The request
Please collect every line below that contains the word "ring". Case matters.

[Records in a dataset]
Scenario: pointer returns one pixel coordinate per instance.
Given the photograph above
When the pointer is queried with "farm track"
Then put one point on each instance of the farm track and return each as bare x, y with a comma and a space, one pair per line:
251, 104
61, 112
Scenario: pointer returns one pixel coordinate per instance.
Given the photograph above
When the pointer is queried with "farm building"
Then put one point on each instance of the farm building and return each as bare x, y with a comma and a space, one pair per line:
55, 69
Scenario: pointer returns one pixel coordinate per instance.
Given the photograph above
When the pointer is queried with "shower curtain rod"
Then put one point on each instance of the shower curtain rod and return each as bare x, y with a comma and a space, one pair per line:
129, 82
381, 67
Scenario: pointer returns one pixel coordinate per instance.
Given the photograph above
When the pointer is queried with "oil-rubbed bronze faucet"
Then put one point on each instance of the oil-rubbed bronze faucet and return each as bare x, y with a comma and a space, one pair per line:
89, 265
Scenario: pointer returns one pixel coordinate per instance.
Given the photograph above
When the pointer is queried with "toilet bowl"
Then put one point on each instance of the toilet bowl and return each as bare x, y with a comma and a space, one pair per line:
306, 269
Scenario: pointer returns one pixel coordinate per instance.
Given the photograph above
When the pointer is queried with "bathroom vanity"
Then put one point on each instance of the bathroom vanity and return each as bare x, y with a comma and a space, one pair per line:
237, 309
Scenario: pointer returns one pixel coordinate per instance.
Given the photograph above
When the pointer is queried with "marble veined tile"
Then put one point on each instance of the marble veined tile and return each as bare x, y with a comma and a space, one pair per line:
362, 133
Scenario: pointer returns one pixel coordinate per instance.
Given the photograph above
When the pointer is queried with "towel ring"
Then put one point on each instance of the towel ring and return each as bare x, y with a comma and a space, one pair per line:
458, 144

Full answer
When the pointer is queried with "towel ring"
Then put one point on each instance of the towel ring and return each as bare x, y with a comma and a space, one pair per line:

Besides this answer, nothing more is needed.